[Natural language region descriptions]

##########

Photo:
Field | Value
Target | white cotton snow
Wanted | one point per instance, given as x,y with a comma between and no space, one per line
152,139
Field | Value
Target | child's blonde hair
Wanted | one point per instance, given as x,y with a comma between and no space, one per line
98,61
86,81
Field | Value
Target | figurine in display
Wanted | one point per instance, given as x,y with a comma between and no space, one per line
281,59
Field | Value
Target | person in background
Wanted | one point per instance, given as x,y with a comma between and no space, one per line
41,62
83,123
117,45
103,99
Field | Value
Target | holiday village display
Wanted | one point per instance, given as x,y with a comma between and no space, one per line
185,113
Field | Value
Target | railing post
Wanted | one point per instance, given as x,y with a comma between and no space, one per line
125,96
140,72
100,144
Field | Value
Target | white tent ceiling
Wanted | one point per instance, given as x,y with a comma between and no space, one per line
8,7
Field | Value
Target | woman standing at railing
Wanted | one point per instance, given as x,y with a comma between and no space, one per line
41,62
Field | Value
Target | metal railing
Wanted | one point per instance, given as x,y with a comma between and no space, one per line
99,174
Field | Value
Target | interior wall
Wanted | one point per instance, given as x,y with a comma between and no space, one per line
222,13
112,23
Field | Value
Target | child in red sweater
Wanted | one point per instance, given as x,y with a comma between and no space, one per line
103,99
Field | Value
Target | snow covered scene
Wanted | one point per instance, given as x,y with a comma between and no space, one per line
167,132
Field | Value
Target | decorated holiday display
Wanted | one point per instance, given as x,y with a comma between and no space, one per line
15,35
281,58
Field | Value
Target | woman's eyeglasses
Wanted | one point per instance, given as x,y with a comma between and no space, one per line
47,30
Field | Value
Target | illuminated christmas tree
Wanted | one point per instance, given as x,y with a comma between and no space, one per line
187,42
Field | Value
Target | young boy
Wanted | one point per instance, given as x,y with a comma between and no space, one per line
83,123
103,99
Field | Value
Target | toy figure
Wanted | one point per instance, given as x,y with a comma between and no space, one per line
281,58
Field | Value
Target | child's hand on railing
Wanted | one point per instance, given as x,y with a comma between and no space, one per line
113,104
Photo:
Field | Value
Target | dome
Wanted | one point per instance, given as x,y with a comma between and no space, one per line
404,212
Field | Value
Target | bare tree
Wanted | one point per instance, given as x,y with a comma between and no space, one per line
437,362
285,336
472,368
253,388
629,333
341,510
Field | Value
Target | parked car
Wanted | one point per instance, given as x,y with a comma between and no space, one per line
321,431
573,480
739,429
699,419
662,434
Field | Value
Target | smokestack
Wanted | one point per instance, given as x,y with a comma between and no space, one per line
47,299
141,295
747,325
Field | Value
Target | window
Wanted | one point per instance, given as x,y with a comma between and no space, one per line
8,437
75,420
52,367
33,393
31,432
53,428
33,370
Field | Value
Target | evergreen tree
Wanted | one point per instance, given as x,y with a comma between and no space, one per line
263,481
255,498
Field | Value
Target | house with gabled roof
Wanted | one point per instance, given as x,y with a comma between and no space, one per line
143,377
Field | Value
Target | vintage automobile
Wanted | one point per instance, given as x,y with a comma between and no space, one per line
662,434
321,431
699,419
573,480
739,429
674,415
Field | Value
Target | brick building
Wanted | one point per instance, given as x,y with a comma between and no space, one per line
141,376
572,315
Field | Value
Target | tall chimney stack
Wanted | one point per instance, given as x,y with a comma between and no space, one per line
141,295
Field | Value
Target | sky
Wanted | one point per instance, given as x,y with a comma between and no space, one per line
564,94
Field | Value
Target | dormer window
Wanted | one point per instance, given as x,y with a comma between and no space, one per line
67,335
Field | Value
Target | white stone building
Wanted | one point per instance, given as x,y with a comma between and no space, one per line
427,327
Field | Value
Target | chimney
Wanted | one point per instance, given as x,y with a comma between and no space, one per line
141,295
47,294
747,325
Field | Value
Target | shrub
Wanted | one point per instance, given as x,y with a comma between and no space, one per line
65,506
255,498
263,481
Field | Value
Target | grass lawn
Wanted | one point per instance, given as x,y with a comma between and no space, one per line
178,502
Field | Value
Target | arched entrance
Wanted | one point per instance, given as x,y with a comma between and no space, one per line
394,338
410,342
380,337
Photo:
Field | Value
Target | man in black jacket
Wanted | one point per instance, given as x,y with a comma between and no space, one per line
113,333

##########

Brief: Show all lines in the records above that hold "holiday".

Response for this exercise:
Target | holiday village display
Target | decorated holiday display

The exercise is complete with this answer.